- [Exercise]
How many lines of these entries hold the string "below"? Reply with the number alone.

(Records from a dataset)
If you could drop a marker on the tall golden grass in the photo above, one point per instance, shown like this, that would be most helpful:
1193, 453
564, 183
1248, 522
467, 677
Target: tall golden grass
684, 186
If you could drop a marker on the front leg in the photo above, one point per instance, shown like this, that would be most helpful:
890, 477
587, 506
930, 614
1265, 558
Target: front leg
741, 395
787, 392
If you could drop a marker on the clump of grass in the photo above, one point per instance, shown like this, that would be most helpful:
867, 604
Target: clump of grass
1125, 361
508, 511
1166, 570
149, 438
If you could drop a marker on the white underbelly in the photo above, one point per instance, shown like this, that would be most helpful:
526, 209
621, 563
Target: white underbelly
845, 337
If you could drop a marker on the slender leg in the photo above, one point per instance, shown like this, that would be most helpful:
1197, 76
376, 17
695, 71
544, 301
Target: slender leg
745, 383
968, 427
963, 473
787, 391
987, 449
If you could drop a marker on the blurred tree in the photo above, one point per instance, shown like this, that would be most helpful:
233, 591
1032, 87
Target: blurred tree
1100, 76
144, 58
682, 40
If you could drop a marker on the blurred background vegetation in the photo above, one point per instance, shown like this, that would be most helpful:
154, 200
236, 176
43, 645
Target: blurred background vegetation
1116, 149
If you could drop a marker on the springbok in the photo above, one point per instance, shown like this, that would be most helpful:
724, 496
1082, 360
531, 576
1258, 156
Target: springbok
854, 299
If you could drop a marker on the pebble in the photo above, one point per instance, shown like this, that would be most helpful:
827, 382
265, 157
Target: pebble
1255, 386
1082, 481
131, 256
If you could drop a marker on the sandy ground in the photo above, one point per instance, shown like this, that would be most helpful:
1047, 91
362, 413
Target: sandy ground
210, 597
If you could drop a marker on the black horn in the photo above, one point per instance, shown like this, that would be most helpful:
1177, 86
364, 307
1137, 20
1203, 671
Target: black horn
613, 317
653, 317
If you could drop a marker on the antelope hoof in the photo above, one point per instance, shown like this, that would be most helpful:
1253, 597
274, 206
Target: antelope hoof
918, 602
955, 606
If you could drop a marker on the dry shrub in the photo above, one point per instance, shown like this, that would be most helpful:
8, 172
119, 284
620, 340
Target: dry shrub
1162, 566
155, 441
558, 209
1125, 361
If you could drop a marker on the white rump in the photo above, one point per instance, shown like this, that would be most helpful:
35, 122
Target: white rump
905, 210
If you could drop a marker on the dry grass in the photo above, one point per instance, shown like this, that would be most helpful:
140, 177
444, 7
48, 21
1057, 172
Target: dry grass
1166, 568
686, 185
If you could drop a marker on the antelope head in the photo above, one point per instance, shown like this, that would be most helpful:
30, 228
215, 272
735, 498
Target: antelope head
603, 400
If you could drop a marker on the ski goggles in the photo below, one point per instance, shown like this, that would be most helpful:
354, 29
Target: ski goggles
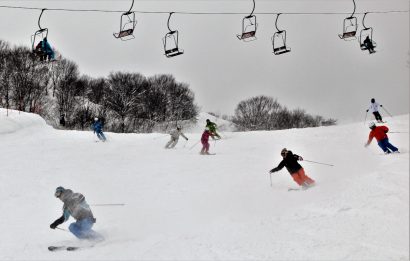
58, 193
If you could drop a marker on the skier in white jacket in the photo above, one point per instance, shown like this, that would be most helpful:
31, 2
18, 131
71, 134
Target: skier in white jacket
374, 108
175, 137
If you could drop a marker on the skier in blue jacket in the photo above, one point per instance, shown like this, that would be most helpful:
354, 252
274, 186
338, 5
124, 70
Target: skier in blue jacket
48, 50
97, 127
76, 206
--
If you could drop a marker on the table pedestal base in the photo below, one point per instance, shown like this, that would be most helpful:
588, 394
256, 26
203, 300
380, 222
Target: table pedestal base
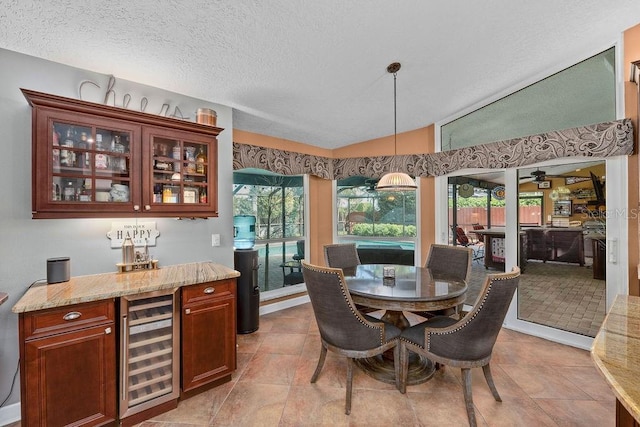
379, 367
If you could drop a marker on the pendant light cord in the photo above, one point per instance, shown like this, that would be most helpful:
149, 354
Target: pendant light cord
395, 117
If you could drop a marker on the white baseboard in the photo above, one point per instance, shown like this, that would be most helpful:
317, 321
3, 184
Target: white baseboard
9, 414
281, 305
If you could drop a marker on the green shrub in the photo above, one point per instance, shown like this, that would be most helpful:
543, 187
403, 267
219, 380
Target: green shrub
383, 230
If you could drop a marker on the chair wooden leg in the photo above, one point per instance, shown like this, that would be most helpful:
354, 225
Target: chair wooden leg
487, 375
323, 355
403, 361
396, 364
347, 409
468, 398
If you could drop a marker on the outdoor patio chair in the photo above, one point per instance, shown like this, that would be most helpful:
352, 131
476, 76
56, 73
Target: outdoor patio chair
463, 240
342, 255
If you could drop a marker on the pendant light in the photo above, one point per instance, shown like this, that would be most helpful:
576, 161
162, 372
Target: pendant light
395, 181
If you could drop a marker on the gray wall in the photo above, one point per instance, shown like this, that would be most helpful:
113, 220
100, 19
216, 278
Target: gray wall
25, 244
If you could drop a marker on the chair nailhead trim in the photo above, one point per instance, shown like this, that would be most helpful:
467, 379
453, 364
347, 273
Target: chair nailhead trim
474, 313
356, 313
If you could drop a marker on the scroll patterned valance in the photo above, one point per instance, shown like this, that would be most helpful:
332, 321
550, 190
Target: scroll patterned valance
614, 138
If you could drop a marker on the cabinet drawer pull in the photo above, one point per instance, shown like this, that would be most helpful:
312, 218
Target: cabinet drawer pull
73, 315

- [Final answer]
2